◆ STATED GOAL 1 ◆
Who won the all-electric Category III title, according to the article below on the 2014 FIA Alternative Energies Cup?

◆ SOURCE ◆
● ● ● ● ● ● ●
Seasons
- ← 20132015 →

= 2014 FIA Alternative Energies Cup =

The 2014 FIA Alternative Energies Cup was the eighth season of the FIA Alternative Energies Cup, a world championship for vehicles with alternative energy propulsion organized by the Fédération Internationale de l'Automobile.

For the fourth successive year, Massimo Liverani won the Category VII/VIII title for hybrid vehicles, despite winning only one of the seven events during the season. He won the championship by 24 points ahead of Guido Guerrini, who finished as the championship runner-up for the fourth successive year. Third place went to Kalin Dedikov, who won his home event in Bulgaria. The other wins were shared by Sylvain Blondeau, Txema Foronda, Massimo Zanasi, Gregor Zdovc, as well as Roberto Viganò, who was ineligible to score points towards the championship. Guerrini's co-driver Isabelle Barciulli was the winner of the co-drivers' championship, as Liverani used both Valeria Strada and Fulvio Ciervo during the season. Strada finished second to Barciulli, four points in arrears. Abarth were the winners of the manufacturers' championship.

In the all-electric Category III, it was Walter Kofler who claimed the championship title, after winning four out of the category's seven events. His tally of 50 points was over 4 times that of his nearest competitor, James Morlaix, who scored 11. Jesús Echave, Greg Jonkerlinck and Akash Makhan shared third place overall, with one-off category victories. Franco Gaioni was the winner of the co-drivers' championship, with Think the winners of the manufacturers' championship.
● ● ● ● ● ● ●
◆ STATED GOAL 2 ◆
Quote verbatim the part of the records below that opens with the line containing "For the evaluation set, tag every instance of the chin" and closes with the line containing "[[361, 321]]", including both of those lines.

◆ DATA FOR PROCESSING ◆
● ● ● ● ● ● ●
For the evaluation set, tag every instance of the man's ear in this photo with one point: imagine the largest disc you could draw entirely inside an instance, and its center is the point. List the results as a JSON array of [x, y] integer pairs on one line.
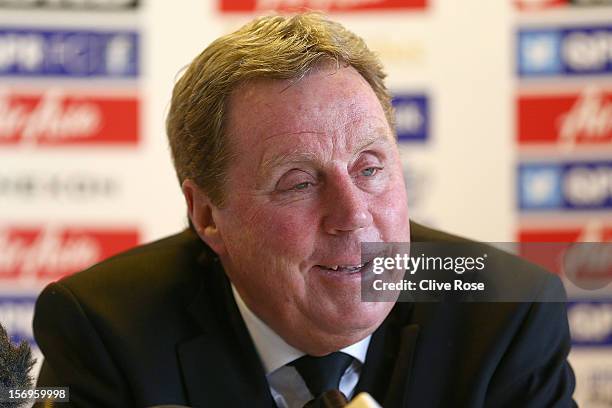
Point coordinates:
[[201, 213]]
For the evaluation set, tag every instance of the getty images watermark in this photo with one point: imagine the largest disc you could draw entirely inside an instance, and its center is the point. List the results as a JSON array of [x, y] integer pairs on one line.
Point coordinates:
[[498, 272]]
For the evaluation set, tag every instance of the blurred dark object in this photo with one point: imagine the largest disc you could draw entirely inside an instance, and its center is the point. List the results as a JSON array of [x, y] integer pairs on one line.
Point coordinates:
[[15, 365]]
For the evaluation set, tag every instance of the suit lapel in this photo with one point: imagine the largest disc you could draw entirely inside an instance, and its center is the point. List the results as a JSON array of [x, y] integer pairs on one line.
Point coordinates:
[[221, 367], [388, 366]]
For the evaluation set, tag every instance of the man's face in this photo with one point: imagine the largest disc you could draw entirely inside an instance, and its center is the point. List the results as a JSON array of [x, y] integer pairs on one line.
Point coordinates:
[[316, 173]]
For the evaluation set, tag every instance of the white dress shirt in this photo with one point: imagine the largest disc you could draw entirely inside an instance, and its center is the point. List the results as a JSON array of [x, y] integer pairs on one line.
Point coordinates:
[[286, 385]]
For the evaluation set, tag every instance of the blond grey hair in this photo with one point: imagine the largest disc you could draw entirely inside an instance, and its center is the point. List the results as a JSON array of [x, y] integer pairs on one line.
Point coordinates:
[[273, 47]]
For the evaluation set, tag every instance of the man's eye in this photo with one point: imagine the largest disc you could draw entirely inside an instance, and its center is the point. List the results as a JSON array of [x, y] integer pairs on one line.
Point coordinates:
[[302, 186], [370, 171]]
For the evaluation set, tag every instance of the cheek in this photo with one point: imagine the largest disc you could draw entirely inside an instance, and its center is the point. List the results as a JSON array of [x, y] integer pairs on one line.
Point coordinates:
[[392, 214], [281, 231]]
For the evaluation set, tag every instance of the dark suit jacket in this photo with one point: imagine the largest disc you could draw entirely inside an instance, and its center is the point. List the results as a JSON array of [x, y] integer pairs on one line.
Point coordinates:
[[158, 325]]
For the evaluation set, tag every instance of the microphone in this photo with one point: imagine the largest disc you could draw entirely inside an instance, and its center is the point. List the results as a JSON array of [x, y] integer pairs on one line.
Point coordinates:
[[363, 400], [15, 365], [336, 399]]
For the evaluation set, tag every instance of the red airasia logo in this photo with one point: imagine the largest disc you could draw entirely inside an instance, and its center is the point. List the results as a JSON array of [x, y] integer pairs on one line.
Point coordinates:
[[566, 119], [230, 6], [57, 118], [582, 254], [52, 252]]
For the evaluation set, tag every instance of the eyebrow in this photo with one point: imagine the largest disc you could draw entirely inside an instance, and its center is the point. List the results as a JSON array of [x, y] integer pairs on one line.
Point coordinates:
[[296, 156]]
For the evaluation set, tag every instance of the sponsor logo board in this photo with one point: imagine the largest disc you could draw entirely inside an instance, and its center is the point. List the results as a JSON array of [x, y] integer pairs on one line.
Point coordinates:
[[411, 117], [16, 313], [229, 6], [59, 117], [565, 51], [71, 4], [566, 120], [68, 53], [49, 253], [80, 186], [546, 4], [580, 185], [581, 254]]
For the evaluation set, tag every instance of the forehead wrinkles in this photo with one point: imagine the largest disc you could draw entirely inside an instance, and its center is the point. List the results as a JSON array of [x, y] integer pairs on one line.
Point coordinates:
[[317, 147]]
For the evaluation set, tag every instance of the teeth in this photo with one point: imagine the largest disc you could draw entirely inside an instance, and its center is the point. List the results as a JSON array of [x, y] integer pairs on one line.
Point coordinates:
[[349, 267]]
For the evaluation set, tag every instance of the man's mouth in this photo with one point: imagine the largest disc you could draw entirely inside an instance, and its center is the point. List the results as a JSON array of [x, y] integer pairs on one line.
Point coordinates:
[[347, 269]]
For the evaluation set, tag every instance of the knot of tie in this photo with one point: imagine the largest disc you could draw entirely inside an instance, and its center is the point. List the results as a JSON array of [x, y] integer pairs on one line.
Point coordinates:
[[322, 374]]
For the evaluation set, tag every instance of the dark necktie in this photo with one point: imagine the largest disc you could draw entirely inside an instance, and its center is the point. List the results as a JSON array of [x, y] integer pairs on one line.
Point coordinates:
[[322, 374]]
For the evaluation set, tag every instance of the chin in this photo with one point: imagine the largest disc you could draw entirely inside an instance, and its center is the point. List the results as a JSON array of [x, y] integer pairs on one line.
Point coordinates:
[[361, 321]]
● ● ● ● ● ● ●
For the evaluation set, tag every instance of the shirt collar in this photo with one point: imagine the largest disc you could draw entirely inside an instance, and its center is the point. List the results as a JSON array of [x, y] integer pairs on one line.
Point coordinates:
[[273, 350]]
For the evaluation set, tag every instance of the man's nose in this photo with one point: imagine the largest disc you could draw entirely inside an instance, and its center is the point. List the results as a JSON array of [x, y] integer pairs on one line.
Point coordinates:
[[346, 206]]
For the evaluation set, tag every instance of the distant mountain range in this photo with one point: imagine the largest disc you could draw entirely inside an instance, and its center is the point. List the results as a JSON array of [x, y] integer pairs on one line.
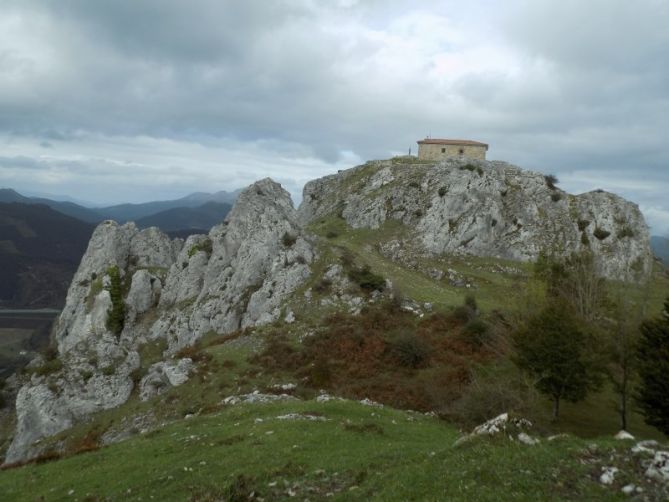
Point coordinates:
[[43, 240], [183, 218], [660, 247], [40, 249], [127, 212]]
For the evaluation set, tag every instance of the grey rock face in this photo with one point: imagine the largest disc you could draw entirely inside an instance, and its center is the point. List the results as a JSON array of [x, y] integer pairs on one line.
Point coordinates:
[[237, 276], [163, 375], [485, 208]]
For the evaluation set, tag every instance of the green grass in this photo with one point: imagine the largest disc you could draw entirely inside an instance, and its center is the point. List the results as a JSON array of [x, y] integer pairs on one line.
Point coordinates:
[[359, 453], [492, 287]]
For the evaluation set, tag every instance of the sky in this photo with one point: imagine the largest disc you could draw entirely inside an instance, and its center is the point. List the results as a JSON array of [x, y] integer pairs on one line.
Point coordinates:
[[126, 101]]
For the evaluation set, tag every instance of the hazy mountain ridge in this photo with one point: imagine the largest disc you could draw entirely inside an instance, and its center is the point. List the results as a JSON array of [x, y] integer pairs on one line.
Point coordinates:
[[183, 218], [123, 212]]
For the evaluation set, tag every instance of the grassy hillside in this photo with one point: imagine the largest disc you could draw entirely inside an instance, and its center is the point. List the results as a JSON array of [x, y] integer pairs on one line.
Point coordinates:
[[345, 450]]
● ● ● ● ● ● ●
◆ RIGHT ANSWER 1 ◆
Walter Kofler

◆ RIGHT ANSWER 2 ◆
For the evaluation set, tag every instance of the chin in this photo with one point: imagine the largest disc you could draw entirely inside an instance, and its center is the point. List the results as a JSON array of [x, y] integer pairs on one line.
Point coordinates:
[[361, 321]]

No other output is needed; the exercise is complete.